◆ DIRECTIONS FOR THIS TASK:
Each line of the records below needs repeating exactly. Skip the pictures.

(PROVIDED ENTRIES Opens)

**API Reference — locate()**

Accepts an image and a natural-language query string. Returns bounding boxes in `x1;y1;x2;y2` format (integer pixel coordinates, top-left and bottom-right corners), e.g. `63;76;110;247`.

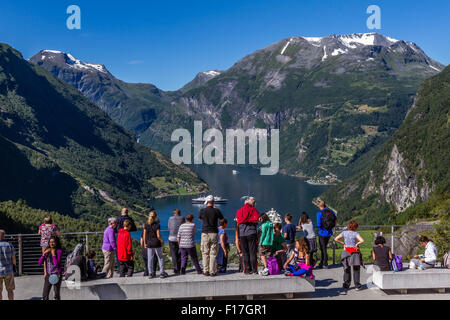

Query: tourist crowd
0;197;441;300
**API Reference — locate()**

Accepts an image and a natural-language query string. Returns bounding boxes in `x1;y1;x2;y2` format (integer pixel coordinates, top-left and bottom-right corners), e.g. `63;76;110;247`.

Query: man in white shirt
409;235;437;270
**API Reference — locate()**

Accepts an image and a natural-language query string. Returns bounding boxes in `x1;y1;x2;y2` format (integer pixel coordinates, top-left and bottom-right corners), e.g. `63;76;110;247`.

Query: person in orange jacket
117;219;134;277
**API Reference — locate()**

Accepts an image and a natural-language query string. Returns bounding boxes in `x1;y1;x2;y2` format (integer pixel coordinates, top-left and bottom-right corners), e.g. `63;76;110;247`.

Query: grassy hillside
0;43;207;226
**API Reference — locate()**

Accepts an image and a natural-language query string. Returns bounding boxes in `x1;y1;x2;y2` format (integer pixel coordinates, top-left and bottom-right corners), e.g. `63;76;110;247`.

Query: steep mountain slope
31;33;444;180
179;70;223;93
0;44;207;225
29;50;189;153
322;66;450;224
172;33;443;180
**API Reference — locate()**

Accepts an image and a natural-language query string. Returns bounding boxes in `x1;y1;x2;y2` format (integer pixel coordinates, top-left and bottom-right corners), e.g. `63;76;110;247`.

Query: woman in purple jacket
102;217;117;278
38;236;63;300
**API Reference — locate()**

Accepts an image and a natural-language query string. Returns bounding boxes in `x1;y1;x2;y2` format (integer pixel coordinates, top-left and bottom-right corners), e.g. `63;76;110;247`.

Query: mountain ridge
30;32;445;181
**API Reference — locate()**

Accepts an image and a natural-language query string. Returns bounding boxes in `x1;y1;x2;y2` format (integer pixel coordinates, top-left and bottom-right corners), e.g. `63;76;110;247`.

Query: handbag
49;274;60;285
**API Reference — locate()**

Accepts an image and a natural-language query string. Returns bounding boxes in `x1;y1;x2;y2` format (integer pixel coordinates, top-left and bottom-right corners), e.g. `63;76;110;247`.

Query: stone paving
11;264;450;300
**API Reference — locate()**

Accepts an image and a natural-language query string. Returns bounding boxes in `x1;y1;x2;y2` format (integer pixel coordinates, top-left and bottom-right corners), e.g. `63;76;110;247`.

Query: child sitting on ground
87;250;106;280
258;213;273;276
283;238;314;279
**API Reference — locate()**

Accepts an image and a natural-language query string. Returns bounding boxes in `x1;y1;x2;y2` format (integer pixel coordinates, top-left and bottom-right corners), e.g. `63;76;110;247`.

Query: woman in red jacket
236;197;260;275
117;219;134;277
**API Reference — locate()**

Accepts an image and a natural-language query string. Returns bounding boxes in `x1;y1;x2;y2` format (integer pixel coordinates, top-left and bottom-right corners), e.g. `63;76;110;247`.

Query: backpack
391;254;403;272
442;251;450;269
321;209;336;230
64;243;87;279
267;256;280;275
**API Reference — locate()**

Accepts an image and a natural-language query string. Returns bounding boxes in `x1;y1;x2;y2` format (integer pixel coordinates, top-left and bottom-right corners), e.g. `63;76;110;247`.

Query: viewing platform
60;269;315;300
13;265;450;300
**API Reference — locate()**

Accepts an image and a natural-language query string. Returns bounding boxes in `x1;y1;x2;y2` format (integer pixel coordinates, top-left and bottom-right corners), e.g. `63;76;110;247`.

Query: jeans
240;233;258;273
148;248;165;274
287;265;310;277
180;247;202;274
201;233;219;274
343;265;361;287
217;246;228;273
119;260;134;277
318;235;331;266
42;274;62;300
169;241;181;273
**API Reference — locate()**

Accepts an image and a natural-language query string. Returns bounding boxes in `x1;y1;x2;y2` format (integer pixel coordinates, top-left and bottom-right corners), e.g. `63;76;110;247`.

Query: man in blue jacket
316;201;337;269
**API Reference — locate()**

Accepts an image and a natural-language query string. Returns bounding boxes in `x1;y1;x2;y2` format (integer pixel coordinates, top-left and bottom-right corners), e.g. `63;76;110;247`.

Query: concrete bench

(PROVIDED ENTRIES Closes)

◆ TASK ANSWER:
**API Reference — locate()**

Accepts an image and a natural-language query string. Returns bounding boxes in `x1;y1;x2;y2` format (integer pixel coordinates, top-left and bottom-right corners), e.g. `63;76;110;247`.


Query: tourist crowd
0;197;441;300
**API Reference — locate()**

Accepts an image and a natural-language query string. Returns bounding boxes in `x1;y1;x2;y2` format (integer pixel coordinates, top-left and bottom-right corners), e.g. `63;76;110;247`.

Query: man in white shirt
409;235;437;270
**API Reference — locate()**

Accepts an image and a natural-language query string. Returns bounding boxes in `x1;y1;x2;y2` format (integer pixel coordinates, top-left and bottom-right corners), e.g. `63;76;110;247`.

Query: person in orange jacket
117;219;134;277
**API Reference — locate()**

Accepts an image and a natural-language query string. Returns bounding boxes in `x1;y1;x2;y2` format (integer pixel coordinates, top-left and bottom-right corners), e.g. `63;76;110;247`.

Query: grassy hillside
0;43;207;226
**API Reference — locate()**

Accepts an image and a natural-language query string. Returns bounding boxes in `x1;y1;x2;y2` format (integer pixel coordinates, top-left and bottom-right corners), e.g. `63;76;110;247`.

Query: steep mountain slope
31;33;444;180
179;70;223;93
0;44;207;225
29;50;189;153
322;66;450;224
172;33;443;180
**API Reference — locate()**

Accepts an image and a natural-language query string. Returns bounding boxes in `x1;y1;x2;y2` format (integer pixel coordinates, top-left and bottom-right corners), e.g. `63;76;110;247`.

Query: woman in purple jacket
102;217;117;278
38;236;63;300
**API Reference — locate()**

Accepts an image and a natural-language query string. Returns bounding boxes in `x1;y1;x2;y2` format (integer pixel coordinates, top-left and bottom-right corners), e.g. `63;76;110;247`.

Query: mountain ridge
30;32;445;181
**API Reference — locate()**

Accepts an image and a natural-language query string. Returns bounding boxes in `x1;y1;x2;y2` format (integer pixel coordinates, top-left and bottom-right corners), e.g. `63;76;110;247`.

Query: handbag
49;274;60;285
**API Reference — locate()**

Accepts an image and a natural-language query string. Returns bounding boxes in `x1;y1;x2;y2` format (integer pixel coordinates, top-left and bottom-right corners), e.g. `63;76;110;247`.

Query: stone paving
11;264;450;300
**API Reference — locate()**

Accepts an image and a natural-language query string. Returns bounding boxes in `x1;y1;x2;y2` format (integer pixel coordinates, top-left and bottom-right corners), e.g. `63;76;110;247`.

Query: child sitting on ground
87;250;106;280
258;213;273;276
283;238;314;279
**API Reference — locate()**

Accepts an image and a natural-language query string. Returns bounding boxes in `x1;y1;x2;y2` format (integer pixel coordinates, top-left and bottom-right corners), e.g. `63;76;110;247`.

Query: woman in red jacket
236;197;260;275
117;219;134;277
**API Reference — locate()**

Accepts an image and a natural-language query string. Returns bounding boxes in `x1;y1;x2;y2` format (integer pixel coordinates, top-left and bottom-right corners), e.g. `63;76;110;247`.

Query: backpack
391;254;403;272
442;251;450;269
321;209;336;230
64;243;87;279
267;256;280;275
**API Reference — locate()**

Accepts an image and a natural-language query string. Returns bounding boxes in `x1;y1;x2;y2` format (integer pixel coordinates, top-left and bottom-right corners), e.g. `63;76;110;247`.

Query: viewing platform
60;269;315;300
13;265;450;300
**API Reference — locate()**

Accepts an image and a natural-language query string. Returns bounding boxes in `x1;y1;x2;y2` format (integer pixel coordinates, top-left and bottom-right corners), e.g. `63;76;110;247`.

Query: jeans
240;233;258;273
148;248;165;274
287;265;310;277
180;247;202;274
201;233;219;274
343;265;361;287
217;246;228;273
119;260;134;277
318;235;331;266
42;274;62;300
169;241;181;273
**API Reference — locate()**

Accepts an image and a natural-language query string. Returns bounding boxes in `x1;y1;x2;y2` format (integer pixel coordinates, top-left and bottom-right corners), e.g. `63;76;110;247`.

Query: man in blue jacket
316;201;337;269
**API Reference — locate()**

Accepts an image and a natural-language query string. Returns bounding boxes in `x1;y1;x2;y2` format (integer pixel coordinates, top-left and bottom-right corners), e.g. `63;76;110;247`.

Query: concrete bench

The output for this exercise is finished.